Available data>

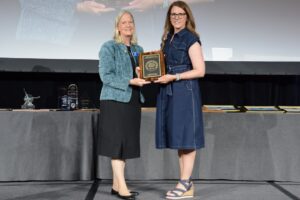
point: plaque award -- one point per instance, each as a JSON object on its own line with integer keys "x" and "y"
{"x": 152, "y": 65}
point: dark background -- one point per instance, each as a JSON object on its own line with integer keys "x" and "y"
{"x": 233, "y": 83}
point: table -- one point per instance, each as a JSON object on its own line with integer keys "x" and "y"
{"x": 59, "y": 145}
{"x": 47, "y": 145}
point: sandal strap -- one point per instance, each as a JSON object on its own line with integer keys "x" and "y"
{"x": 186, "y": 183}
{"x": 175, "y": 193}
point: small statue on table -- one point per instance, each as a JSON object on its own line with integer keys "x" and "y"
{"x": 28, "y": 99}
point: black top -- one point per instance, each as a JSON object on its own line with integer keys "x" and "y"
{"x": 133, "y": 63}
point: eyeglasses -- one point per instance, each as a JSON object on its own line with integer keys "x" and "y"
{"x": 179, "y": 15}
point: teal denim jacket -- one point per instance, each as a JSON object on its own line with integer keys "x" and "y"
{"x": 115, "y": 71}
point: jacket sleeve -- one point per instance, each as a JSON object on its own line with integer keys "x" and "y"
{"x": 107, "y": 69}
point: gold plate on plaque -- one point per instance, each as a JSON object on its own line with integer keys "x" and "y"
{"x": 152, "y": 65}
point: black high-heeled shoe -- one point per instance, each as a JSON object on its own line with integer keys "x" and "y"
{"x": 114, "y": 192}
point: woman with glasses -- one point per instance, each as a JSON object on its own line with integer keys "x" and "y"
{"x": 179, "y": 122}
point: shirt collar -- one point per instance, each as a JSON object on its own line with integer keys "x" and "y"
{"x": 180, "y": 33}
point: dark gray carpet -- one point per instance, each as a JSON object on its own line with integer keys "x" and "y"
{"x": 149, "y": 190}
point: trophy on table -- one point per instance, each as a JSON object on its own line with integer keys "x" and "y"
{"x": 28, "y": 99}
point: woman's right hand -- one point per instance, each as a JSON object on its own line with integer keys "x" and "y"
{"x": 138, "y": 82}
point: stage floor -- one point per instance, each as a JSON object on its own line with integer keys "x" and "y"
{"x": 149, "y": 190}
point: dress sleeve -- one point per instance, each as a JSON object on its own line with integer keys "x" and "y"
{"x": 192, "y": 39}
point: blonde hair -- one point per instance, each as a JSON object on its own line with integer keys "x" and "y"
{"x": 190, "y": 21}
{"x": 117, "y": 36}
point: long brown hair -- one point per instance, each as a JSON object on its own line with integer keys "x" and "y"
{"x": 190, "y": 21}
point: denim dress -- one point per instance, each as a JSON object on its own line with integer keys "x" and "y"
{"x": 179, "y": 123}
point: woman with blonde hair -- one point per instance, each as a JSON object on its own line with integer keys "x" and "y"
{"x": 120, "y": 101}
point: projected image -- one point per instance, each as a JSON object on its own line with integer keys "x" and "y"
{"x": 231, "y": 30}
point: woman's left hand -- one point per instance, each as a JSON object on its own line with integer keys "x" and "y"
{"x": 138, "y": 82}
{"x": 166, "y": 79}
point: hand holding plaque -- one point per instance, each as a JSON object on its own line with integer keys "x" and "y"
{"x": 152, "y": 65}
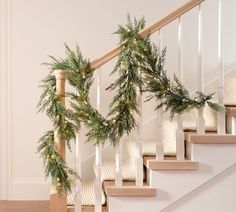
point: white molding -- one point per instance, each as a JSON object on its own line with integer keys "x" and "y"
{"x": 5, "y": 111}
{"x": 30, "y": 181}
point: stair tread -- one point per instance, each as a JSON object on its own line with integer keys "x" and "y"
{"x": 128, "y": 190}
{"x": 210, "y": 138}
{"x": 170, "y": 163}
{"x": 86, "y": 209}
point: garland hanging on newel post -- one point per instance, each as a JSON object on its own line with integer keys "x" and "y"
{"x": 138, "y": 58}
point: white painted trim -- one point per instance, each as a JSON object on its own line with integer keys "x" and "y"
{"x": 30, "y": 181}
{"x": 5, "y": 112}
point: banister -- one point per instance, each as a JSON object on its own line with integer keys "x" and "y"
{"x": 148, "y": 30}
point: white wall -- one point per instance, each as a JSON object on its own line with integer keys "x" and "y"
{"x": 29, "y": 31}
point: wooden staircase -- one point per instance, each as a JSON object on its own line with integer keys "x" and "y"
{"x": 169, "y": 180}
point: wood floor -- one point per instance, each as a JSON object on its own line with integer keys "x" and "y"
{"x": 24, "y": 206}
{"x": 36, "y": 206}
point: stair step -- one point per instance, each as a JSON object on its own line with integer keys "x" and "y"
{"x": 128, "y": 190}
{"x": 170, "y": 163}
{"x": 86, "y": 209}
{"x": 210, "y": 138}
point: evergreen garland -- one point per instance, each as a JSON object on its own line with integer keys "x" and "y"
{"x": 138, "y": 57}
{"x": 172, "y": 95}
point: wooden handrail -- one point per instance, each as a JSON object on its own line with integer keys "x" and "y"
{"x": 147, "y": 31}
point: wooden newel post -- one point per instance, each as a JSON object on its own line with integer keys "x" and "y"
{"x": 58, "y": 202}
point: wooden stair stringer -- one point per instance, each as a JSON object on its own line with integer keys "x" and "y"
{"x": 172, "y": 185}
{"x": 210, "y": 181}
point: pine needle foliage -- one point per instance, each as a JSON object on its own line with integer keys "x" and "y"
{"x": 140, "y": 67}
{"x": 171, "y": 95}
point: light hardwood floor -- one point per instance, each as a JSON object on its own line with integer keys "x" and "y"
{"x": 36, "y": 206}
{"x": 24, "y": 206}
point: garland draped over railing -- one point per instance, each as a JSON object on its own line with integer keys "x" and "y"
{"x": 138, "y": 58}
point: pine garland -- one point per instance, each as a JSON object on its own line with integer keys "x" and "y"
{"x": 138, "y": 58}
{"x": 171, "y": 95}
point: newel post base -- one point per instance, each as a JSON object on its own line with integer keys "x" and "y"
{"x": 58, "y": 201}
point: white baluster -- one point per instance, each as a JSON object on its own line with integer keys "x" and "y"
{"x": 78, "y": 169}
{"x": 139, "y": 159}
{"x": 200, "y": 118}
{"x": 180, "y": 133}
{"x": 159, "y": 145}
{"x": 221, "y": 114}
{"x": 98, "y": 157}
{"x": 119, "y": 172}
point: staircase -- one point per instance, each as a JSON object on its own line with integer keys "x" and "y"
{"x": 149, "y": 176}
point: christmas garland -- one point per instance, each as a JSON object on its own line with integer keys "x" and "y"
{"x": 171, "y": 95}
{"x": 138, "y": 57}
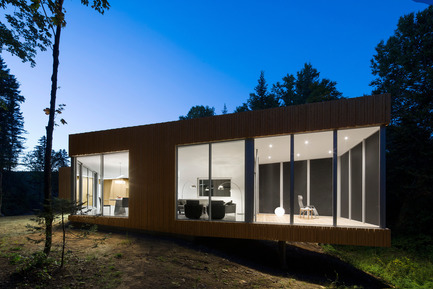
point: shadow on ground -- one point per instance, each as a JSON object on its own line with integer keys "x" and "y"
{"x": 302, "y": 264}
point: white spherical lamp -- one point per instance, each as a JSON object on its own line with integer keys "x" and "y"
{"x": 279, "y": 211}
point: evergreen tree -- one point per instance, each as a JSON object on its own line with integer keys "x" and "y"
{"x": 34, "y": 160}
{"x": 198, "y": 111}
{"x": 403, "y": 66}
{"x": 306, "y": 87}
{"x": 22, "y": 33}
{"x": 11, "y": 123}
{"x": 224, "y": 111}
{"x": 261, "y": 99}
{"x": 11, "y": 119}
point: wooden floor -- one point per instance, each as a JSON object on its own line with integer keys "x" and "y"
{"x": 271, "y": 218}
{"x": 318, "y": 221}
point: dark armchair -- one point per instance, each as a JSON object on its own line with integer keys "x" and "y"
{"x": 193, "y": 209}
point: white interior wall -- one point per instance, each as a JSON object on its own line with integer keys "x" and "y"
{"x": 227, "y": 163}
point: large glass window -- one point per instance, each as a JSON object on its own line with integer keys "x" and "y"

Activity> Could you restate the entries word for word, skipping any pictures?

Solution below>
point: plaque award -- one point per instance, each as a JSON object on its own line with integer keys "x" and "y"
{"x": 152, "y": 65}
point: dark background -- one point per instance, each as a JSON object on its own line with integer keys "x" and "y"
{"x": 233, "y": 83}
point: table -- one point per instance, each as a JSON object on its own line with integer keys "x" and "y"
{"x": 59, "y": 145}
{"x": 47, "y": 145}
point: sandal strap -- one point per instance, each as a JSON object on its own line with integer keys "x" and "y"
{"x": 186, "y": 183}
{"x": 175, "y": 193}
point: small statue on table -- one point per instance, each as a JSON object on its own line with integer keys "x" and "y"
{"x": 28, "y": 99}
point: black top -- one point per instance, each as a JSON object on its own line with integer keys "x" and "y"
{"x": 133, "y": 63}
point: eyeglasses -- one point per instance, each as a JSON object on its own line with integer keys "x" and "y"
{"x": 179, "y": 15}
point: teal denim jacket -- one point per instance, each as a JSON object on its own line with integer keys "x" and "y"
{"x": 115, "y": 71}
point: jacket sleeve -- one point per instance, each as a JSON object on its own line with integer keys "x" and "y"
{"x": 107, "y": 69}
point: gold plate on plaque -- one point per instance, each as a JSON object on its own line with integer keys "x" and "y"
{"x": 152, "y": 65}
point: black high-heeled shoe -- one point per instance, each as a JSON object on its own line with integer keys "x" and "y"
{"x": 114, "y": 192}
point: woman with glasses -- one point per instance, each as a JSON object on its own line with integer keys "x" and "y"
{"x": 179, "y": 122}
point: shirt collar -- one point per instance, each as a JSON object on its own line with integer keys "x" and "y"
{"x": 180, "y": 33}
point: dark gray carpet -- one point per instance, each as a JSON object on its own line with integer keys "x" and "y"
{"x": 149, "y": 190}
point: trophy on table -- one point per instance, each as a JSON object on its own line with integer keys "x" and "y"
{"x": 28, "y": 99}
point: woman's right hand -- one point per instance, each as a JSON object on its own line with integer keys "x" and "y"
{"x": 138, "y": 82}
point: stage floor -- one point per instance, each as a JSON object on its own line with integer keys "x" and "y"
{"x": 149, "y": 190}
point: dress sleeve -- one point per instance, each as a JSON object on its own line with integer keys "x" and "y"
{"x": 192, "y": 39}
point: blonde hair -- one point per instance, each as a JSON object on its own line with integer keys "x" and "y"
{"x": 190, "y": 21}
{"x": 117, "y": 36}
point: long brown hair -- one point per instance, each as a JSON object on its own line with integer keys "x" and "y"
{"x": 190, "y": 21}
point: denim dress -- one point per instance, each as a JSON object on its own line with integer keys "x" and "y"
{"x": 179, "y": 123}
point: woman with blonde hair -- one point per instance, each as a JSON object on its own line with integer keys "x" and "y"
{"x": 120, "y": 101}
point: projected image -- one point per instance, each as a JSON object on its own line with integer keys "x" and "y"
{"x": 231, "y": 30}
point: woman's left hand -- one point per instance, each as a JSON object on its own line with integer keys "x" and "y"
{"x": 138, "y": 82}
{"x": 166, "y": 79}
point: hand holding plaque -- one point per instance, each as a JSON object on its own line with integer keys "x" and "y"
{"x": 152, "y": 65}
point: white molding -- one point per instance, each as a JSON object on its own line with integer keys "x" and "y"
{"x": 5, "y": 111}
{"x": 30, "y": 181}
point: stair tread -- one point per instance, each as a JSON object on its own line with integer keys "x" and "y"
{"x": 128, "y": 190}
{"x": 210, "y": 138}
{"x": 170, "y": 163}
{"x": 86, "y": 209}
point: garland hanging on newel post -- one point per instance, each as a JSON object on its own line with integer keys "x" and "y"
{"x": 138, "y": 58}
point: white painted trim -- one point per instance, each as a JSON object on its own line with integer keys "x" and "y"
{"x": 30, "y": 181}
{"x": 5, "y": 112}
point: banister -- one point per instance, each as a JSON object on its own line with integer keys "x" and "y"
{"x": 148, "y": 30}
point: white wall -- one point per instance, each as a JSON object on its own line with integer keys "x" and "y"
{"x": 29, "y": 31}
point: wooden staircase -- one point per instance, each as a JSON object on its own line with integer keys "x" and "y"
{"x": 169, "y": 180}
point: wood floor -- one point per instance, each as a JSON object on its own line with integer keys "x" and "y"
{"x": 24, "y": 206}
{"x": 36, "y": 206}
point: stair step -- one point per instance, each as a JSON object on its own line with integer keys "x" and "y"
{"x": 128, "y": 190}
{"x": 170, "y": 163}
{"x": 86, "y": 209}
{"x": 210, "y": 138}
point: evergreen garland -- one point per instance, each as a JSON object on its own line with integer keys "x" and "y"
{"x": 138, "y": 57}
{"x": 172, "y": 95}
point: wooden handrail -- one point per instance, each as a JSON object on its own line with integer keys "x" and "y"
{"x": 147, "y": 31}
point: wooden newel post -- one point per instance, each as a JSON object on its own line with integer keys "x" and "y"
{"x": 58, "y": 202}
point: wooden stair stringer -- one point per instance, each as a JSON object on its own line with integer keys "x" and "y"
{"x": 172, "y": 185}
{"x": 210, "y": 181}
point: pine needle foliage -- one point per instance, each as a JSON object on its own line with integer keys "x" and "y"
{"x": 140, "y": 67}
{"x": 171, "y": 95}
point: light hardwood floor -- one point per instance, each as a JSON object on its own line with integer keys "x" and "y"
{"x": 36, "y": 206}
{"x": 24, "y": 206}
point: garland draped over railing -- one point per instance, each as a JSON object on its own line with integer keys "x" and "y"
{"x": 138, "y": 58}
point: pine garland -- one point per instance, each as a JSON object on its own line with integer keys "x" and "y"
{"x": 138, "y": 58}
{"x": 171, "y": 95}
point: newel post base -- one point per instance, each as a JSON object on its own line with integer keys "x" and "y"
{"x": 58, "y": 201}
point: white baluster -- one point per instance, each as a JSON object on its own line with integer keys "x" and "y"
{"x": 78, "y": 169}
{"x": 139, "y": 159}
{"x": 200, "y": 118}
{"x": 180, "y": 133}
{"x": 159, "y": 145}
{"x": 221, "y": 114}
{"x": 98, "y": 157}
{"x": 119, "y": 172}
point: staircase -- one point per instance, each as a JSON object on its own line with integer keys "x" and "y"
{"x": 149, "y": 176}
point: christmas garland -- one point per instance, each as a JSON object on its own line with integer keys "x" and "y"
{"x": 171, "y": 95}
{"x": 138, "y": 57}
point: shadow on ground -- one point per instance, each as a JSON object on its own line with integer keys "x" and "y"
{"x": 302, "y": 264}
point: white spherical lamp -- one point per instance, each as a JSON object on its own line with integer keys "x" and "y"
{"x": 279, "y": 211}
point: evergreen tree -- one point per instance, each as a JSON object on its own line with integer keys "x" and "y"
{"x": 34, "y": 160}
{"x": 198, "y": 111}
{"x": 403, "y": 66}
{"x": 306, "y": 87}
{"x": 22, "y": 33}
{"x": 11, "y": 123}
{"x": 224, "y": 111}
{"x": 261, "y": 99}
{"x": 11, "y": 119}
point: wooden floor -- one point per instance, each as a JSON object on its own line with integer keys "x" and "y"
{"x": 271, "y": 218}
{"x": 318, "y": 221}
point: dark armchair -- one point per instance, each as a JSON object on its own line with integer keys "x" and "y"
{"x": 193, "y": 209}
point: white interior wall -- one point per instance, each as a JSON object on its own line with integer keys "x" and "y"
{"x": 227, "y": 163}
point: large glass window -- one point per instance, each as a JSON object on its own line with integer keys "x" and "y"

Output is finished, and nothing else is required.